— Start of Material provided —

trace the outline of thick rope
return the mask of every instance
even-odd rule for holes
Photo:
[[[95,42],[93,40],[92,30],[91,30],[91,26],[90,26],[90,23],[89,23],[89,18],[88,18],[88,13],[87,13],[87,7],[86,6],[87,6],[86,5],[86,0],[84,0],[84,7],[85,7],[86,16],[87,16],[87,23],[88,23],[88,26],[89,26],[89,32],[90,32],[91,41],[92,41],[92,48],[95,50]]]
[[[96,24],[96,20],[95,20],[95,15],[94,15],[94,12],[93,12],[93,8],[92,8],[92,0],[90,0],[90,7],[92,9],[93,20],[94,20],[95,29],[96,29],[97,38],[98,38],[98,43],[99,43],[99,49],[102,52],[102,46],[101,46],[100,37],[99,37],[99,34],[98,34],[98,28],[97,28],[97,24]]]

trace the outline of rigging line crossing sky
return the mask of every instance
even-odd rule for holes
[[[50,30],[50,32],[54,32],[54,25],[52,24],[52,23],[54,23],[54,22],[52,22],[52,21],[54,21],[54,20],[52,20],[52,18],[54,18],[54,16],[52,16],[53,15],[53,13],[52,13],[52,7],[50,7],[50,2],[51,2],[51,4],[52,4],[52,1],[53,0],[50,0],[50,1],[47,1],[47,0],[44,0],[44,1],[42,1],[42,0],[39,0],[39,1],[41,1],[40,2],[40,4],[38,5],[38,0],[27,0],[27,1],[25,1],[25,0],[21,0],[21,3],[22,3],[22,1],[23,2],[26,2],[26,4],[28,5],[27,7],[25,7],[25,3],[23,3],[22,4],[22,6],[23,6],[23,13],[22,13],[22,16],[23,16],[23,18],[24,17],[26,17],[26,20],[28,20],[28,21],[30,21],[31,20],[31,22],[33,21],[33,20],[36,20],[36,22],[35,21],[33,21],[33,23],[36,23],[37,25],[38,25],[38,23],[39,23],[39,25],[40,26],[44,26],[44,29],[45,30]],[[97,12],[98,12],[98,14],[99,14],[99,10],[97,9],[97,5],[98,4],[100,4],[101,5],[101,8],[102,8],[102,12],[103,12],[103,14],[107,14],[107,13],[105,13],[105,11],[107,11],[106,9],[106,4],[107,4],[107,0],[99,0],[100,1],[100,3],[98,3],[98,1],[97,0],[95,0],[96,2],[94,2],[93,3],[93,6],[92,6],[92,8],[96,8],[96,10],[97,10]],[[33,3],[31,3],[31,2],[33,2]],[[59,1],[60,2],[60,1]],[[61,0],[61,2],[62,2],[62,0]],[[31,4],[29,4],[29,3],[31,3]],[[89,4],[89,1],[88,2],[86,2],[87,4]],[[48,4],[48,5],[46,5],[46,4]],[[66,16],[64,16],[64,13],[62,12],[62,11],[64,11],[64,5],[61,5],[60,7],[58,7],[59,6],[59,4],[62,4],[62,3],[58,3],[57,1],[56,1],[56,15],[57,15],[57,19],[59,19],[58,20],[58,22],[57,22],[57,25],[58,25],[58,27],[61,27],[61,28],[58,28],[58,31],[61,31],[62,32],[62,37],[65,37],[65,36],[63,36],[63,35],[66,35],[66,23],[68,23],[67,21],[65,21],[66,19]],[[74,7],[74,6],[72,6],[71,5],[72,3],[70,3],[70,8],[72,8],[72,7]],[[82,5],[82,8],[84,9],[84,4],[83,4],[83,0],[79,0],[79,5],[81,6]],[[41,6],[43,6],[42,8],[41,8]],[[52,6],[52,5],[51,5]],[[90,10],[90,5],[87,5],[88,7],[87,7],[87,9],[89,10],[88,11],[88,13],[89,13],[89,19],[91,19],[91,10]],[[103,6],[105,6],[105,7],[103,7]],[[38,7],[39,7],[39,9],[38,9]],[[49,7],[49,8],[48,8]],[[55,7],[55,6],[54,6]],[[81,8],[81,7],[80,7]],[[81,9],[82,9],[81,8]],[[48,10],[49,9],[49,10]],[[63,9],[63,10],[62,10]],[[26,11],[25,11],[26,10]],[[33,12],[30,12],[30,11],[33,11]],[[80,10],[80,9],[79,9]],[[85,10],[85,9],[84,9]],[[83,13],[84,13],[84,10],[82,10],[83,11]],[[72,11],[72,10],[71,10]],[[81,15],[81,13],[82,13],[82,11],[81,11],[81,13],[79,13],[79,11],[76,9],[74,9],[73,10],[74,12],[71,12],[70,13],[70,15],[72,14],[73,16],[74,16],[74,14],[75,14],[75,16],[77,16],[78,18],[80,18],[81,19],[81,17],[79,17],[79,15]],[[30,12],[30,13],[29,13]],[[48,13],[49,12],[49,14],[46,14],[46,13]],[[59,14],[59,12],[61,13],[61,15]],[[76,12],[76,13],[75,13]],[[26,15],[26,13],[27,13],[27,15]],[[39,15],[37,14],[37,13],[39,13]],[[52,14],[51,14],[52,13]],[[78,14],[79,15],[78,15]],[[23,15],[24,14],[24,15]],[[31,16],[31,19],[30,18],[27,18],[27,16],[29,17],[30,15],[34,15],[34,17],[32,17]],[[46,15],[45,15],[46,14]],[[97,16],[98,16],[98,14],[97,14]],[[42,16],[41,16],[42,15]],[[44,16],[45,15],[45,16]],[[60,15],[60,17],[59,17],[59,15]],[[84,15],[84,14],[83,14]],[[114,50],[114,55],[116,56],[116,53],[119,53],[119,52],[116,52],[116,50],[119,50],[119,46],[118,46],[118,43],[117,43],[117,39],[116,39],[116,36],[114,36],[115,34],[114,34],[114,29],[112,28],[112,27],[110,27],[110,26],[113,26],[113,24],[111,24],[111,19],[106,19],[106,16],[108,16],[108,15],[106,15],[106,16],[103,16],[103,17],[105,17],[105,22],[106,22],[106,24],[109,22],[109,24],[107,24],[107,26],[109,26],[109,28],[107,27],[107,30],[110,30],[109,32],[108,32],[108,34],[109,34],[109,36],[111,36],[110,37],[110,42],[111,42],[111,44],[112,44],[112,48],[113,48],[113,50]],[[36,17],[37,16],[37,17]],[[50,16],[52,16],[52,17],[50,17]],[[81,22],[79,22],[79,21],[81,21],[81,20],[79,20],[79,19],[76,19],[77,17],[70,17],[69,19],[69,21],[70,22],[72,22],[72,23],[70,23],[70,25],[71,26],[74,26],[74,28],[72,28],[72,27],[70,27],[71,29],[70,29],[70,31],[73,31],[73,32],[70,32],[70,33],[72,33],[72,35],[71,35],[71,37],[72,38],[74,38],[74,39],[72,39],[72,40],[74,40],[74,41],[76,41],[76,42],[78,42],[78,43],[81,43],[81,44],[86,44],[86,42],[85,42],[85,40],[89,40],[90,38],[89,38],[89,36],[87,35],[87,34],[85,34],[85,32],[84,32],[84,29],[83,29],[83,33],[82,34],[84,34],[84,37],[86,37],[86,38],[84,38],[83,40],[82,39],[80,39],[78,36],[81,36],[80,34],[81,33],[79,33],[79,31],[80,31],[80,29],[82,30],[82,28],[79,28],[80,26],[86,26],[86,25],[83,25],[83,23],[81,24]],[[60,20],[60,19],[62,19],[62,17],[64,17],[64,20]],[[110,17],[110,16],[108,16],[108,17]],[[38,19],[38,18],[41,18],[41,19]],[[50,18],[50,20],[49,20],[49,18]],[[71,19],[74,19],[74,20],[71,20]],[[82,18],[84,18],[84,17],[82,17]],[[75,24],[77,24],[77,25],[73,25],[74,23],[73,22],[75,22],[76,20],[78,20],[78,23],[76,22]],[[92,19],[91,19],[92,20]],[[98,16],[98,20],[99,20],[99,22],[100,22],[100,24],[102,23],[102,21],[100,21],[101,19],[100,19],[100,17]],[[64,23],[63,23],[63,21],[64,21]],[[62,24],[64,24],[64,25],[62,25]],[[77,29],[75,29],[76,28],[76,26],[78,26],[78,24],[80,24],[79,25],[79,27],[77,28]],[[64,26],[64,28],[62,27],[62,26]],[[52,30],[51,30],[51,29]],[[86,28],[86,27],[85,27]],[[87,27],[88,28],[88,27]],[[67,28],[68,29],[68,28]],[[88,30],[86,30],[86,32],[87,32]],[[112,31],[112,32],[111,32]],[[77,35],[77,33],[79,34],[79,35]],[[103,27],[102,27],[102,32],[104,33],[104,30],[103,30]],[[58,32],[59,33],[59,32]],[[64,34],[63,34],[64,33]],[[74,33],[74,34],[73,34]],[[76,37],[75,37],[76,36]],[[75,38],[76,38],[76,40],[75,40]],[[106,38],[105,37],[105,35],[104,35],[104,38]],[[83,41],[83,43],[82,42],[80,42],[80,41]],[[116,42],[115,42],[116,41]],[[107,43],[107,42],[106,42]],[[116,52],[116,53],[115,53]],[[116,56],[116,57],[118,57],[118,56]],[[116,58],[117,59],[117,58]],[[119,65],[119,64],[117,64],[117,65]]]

— End of Material provided —

How many lines of the data above contain the string "trace", with case taken into account? Give only the number.

2